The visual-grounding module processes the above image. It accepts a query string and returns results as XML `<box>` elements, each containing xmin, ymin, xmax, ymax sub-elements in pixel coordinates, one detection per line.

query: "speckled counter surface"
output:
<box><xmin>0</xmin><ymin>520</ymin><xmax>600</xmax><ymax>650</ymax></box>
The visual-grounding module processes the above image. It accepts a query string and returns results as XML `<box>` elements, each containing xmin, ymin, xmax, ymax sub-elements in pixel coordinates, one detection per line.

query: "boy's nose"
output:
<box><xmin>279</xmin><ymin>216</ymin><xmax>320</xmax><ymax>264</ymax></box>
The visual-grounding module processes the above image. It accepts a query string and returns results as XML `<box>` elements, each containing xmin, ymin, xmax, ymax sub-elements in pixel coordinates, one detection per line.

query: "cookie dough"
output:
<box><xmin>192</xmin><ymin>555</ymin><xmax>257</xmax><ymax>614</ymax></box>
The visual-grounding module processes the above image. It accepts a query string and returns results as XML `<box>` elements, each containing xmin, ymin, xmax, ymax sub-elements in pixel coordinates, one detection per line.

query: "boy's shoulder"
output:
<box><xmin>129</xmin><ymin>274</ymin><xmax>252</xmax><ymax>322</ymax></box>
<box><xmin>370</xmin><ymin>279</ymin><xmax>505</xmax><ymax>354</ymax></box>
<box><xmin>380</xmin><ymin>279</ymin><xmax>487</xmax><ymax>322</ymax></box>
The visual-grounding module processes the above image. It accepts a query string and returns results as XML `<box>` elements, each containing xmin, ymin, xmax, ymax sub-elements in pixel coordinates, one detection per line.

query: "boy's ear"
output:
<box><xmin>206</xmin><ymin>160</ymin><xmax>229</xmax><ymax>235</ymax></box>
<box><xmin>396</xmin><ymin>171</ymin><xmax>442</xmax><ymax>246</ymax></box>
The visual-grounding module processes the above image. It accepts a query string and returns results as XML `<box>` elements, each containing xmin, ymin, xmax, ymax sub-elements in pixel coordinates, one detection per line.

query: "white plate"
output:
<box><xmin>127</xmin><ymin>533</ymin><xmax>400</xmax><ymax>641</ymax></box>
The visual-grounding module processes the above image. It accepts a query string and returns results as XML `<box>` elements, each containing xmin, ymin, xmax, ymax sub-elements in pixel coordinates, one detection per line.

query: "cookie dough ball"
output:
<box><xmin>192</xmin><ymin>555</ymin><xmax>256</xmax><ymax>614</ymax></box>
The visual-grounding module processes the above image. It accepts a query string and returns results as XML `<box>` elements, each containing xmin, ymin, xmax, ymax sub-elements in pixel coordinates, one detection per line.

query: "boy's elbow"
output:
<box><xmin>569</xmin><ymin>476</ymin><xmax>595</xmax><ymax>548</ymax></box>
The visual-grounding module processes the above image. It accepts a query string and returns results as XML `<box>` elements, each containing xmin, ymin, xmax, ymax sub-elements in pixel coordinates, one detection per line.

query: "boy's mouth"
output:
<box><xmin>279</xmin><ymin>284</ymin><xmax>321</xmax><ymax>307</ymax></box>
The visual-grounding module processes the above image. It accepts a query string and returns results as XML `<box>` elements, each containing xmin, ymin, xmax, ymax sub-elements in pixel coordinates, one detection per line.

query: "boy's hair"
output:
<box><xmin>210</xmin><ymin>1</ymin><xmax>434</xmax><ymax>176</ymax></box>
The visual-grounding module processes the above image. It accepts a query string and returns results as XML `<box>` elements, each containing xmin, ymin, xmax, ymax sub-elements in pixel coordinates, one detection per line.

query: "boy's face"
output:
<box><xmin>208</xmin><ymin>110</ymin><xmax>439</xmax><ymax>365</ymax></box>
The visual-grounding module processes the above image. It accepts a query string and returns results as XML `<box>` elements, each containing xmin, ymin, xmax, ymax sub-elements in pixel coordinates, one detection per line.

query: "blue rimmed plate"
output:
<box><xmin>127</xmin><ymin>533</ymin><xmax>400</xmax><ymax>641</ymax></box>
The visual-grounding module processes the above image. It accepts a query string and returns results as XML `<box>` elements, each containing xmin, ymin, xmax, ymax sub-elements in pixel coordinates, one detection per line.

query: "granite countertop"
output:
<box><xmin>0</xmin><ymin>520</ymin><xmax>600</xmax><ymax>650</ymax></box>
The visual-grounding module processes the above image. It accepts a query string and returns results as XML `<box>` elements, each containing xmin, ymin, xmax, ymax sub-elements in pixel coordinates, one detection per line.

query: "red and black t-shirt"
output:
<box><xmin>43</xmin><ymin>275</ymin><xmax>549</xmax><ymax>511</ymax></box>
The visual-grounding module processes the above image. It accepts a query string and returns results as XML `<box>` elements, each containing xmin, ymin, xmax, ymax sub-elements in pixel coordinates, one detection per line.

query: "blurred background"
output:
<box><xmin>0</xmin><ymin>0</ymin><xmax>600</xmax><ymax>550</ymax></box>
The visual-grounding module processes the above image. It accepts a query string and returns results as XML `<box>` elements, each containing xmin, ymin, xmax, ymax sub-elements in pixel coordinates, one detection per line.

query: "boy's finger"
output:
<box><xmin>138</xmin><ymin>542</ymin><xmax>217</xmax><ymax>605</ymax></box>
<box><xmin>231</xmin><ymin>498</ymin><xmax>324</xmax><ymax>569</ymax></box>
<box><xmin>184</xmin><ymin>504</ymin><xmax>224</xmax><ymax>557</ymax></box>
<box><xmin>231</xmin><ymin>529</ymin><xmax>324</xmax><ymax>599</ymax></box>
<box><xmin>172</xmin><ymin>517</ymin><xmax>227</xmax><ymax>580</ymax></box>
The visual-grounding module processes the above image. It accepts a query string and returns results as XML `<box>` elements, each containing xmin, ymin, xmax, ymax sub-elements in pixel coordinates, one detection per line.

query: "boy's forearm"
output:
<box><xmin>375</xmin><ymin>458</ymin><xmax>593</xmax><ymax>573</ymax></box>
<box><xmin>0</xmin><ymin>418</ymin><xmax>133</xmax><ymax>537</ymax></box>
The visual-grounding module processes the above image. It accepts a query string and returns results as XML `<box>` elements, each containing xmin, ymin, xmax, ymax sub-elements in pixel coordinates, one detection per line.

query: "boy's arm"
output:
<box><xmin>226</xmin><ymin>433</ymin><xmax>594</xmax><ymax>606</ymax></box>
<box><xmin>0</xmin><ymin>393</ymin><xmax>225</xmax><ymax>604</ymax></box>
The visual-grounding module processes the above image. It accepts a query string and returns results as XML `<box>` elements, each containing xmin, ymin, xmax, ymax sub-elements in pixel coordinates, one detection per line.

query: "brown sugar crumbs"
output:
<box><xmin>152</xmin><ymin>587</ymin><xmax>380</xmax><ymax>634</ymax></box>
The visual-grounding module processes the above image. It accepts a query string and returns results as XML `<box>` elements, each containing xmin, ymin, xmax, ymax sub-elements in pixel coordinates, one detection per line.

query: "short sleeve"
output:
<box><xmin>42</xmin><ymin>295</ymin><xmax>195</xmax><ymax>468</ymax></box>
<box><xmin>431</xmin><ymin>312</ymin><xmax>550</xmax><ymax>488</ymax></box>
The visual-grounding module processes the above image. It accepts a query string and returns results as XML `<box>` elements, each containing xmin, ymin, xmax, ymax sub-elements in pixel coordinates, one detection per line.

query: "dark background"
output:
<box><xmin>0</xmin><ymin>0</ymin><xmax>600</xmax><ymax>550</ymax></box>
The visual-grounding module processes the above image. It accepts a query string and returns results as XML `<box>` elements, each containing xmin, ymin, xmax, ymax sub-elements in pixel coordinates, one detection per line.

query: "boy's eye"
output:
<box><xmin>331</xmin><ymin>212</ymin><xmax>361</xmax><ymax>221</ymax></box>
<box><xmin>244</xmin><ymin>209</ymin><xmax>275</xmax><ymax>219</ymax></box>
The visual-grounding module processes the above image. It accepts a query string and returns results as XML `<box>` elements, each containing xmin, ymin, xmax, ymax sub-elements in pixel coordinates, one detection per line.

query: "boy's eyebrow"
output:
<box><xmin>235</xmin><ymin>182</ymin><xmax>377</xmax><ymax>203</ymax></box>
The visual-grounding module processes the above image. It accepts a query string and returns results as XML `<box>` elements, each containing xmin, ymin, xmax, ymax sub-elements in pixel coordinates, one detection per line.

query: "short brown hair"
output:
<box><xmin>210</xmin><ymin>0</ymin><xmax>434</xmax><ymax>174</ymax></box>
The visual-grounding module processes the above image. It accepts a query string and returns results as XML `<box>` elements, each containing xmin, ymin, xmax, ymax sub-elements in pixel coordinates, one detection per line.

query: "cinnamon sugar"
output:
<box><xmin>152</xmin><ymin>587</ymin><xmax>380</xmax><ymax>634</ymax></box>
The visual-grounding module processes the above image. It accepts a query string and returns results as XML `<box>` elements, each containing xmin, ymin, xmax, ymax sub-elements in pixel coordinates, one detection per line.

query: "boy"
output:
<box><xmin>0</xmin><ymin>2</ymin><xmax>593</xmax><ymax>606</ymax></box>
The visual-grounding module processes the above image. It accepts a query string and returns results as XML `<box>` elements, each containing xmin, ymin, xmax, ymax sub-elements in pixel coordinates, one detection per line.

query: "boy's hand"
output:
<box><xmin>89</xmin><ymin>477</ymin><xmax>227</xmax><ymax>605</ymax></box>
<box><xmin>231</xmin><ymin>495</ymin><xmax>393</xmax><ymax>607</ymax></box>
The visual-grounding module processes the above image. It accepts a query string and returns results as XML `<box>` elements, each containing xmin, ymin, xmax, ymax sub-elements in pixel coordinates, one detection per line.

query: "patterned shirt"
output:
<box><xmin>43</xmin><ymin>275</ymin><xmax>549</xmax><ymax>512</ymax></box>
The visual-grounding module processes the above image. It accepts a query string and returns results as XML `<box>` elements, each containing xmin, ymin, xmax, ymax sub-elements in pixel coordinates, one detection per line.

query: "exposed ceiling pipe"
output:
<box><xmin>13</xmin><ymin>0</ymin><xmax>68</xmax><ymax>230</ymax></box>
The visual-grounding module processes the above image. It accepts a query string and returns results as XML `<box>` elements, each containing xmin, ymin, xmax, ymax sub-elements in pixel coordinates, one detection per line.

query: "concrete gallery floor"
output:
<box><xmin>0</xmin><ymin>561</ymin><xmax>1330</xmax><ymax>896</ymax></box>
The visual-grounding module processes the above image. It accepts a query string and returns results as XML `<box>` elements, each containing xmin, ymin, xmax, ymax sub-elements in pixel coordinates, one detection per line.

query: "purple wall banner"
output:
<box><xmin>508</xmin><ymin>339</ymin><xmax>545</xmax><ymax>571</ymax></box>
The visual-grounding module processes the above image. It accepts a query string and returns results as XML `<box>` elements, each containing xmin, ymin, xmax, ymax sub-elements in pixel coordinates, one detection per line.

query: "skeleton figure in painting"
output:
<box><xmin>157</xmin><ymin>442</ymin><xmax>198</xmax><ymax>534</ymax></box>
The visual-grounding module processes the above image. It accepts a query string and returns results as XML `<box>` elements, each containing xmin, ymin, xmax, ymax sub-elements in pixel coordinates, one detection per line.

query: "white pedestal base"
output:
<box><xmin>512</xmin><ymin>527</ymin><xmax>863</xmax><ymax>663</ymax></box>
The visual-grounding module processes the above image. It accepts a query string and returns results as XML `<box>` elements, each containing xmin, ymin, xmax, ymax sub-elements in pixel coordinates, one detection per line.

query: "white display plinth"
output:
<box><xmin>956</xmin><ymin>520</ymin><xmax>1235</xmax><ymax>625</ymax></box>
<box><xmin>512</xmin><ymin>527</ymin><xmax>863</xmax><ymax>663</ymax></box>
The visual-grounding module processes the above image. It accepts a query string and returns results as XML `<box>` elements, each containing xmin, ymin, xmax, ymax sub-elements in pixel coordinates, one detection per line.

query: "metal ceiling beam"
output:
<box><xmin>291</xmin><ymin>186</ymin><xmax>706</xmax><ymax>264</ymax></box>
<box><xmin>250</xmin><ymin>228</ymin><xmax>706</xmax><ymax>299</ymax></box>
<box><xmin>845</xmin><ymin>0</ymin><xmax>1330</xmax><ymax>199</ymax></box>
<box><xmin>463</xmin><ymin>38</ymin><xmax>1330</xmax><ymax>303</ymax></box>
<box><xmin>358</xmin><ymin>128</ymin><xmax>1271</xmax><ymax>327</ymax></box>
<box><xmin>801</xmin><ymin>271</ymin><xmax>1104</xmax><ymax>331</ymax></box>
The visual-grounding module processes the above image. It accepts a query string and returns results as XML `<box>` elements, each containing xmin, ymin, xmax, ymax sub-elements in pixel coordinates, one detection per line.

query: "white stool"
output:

────────────────────────────────────────

-- Instructions to follow --
Count the lines above that contain the string "ceiling", matching case exactly, and reply with that number alone.

-- Exercise output --
2